Claudia Altman-Siegel
Claudia Altman-Siegel founded Altman Siegel in 2009, focusing on internationally recognized, museum-level artists who contribute to cultural dialogue. The San Francisco gallery presents significant Bay Area artists while introducing international artists to the city. The program emphasizes young and emerging artists, complemented by historical exhibitions that provide depth and context.
Amy Kurzweil
Amy Kurzweil is a cartoonist and the author of two graphic memoirs: Flying Couch and Artificial: A Love Story, which was named a Best Book of 2023 by NPR, The New Yorker, and Kirkus. Her writing, comics and cartoons have also been published in The Verge, The New York Times Book Review, The Believer, and many other publications. Artificial: A Love Story, follows the life of her father and her grandfather, another survivor of the Holocaust.
Christo Oropeza
San Francisco native Christo Oropeza is a “cultural worker” encompassing roles as artist, curator, gallerist, producer, and museum staffer. Recent projects include murals at the SFMOMA, Facebook’s Artist in Residence program, and multiple gallery exhibitions. He co-founded Incline Gallery, was named to the YBCA 100, and established the San Pancho Art Collective.

(Records excerpted from a collection)
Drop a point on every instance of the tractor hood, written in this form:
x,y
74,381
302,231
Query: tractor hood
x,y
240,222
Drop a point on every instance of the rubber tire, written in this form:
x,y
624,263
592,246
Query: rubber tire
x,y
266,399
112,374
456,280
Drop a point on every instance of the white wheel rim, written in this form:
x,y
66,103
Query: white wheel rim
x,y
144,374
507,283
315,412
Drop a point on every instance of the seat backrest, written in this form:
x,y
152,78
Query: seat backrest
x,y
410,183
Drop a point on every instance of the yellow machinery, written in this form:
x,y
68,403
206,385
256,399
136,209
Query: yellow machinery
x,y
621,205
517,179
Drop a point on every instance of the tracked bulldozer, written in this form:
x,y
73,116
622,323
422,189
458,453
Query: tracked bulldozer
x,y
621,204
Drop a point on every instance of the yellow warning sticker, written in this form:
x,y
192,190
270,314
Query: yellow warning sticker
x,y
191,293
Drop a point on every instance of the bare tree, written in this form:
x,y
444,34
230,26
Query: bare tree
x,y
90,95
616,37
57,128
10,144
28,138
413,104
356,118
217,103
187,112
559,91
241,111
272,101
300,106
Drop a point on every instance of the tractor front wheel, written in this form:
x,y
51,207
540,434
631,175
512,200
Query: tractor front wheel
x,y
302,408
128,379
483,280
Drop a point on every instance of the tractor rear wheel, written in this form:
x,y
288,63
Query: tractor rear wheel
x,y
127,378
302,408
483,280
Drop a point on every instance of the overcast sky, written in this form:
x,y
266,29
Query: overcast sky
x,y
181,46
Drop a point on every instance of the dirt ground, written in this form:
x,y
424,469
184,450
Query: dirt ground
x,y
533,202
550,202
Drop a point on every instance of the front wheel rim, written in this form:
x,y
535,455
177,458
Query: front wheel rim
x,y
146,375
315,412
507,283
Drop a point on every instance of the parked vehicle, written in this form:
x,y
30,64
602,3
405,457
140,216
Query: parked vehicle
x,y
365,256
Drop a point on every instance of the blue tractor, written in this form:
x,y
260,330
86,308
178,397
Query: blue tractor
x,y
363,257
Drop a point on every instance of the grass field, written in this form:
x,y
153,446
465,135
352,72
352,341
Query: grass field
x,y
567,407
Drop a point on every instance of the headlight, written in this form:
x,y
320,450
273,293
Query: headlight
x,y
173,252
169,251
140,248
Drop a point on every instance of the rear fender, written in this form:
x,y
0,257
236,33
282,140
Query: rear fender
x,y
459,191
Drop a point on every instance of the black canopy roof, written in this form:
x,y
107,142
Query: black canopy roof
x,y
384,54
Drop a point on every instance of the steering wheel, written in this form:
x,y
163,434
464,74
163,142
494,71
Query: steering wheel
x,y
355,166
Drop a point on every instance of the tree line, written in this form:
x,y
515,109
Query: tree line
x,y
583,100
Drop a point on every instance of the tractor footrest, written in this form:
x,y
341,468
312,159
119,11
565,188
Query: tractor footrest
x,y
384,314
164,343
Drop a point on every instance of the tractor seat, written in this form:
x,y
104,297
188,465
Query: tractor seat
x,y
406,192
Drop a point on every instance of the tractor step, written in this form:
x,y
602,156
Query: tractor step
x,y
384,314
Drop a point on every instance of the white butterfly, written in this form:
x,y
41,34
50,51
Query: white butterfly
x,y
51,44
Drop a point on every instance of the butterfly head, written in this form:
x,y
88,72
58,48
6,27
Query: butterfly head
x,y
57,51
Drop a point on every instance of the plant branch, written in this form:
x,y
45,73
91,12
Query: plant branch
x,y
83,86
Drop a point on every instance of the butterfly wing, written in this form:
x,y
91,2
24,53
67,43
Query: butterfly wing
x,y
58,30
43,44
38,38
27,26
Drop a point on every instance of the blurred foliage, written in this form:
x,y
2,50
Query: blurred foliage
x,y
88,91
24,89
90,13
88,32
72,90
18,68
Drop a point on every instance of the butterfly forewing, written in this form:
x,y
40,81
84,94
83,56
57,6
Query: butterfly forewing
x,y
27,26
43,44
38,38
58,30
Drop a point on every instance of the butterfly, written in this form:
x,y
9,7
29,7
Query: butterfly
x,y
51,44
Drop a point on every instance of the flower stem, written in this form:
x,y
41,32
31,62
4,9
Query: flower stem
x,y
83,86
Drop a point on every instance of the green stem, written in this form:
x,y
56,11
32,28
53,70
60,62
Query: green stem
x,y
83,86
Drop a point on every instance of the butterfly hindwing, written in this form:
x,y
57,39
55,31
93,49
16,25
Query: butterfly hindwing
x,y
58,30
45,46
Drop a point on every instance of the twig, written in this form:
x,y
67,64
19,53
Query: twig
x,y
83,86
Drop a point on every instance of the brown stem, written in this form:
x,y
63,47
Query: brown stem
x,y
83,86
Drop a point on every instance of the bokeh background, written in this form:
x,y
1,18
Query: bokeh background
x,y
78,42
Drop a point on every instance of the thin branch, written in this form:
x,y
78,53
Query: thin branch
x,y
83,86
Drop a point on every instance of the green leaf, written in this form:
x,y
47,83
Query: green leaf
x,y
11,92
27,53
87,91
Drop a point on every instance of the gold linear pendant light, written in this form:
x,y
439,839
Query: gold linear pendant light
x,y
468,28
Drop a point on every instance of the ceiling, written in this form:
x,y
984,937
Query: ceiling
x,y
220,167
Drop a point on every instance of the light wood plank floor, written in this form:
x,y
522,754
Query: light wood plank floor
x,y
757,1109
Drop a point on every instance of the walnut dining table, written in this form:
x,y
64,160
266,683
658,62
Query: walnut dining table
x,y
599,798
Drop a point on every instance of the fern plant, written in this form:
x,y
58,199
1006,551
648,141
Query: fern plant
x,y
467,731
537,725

__To-do list__:
a) Answer these questions using the profiles:
(i) In what year did Claudia Altman-Siegel found Altman Siegel?
(ii) Which three outlets named Artificial: A Love Story a Best Book of 2023?
(iii) Which gallery did Christo Oropeza co-found?
b) According to the profiles, what roles does Christo Oropeza's work as a "cultural worker" encompass? List all of them.
Work from the profiles alone.

__Worked solutions__:
a)
(i) 2009
(ii) NPR, The New Yorker, and Kirkus
(iii) Incline Gallery

b)
- Artist
- Curator
- Gallerist
- Producer
- Museum staffer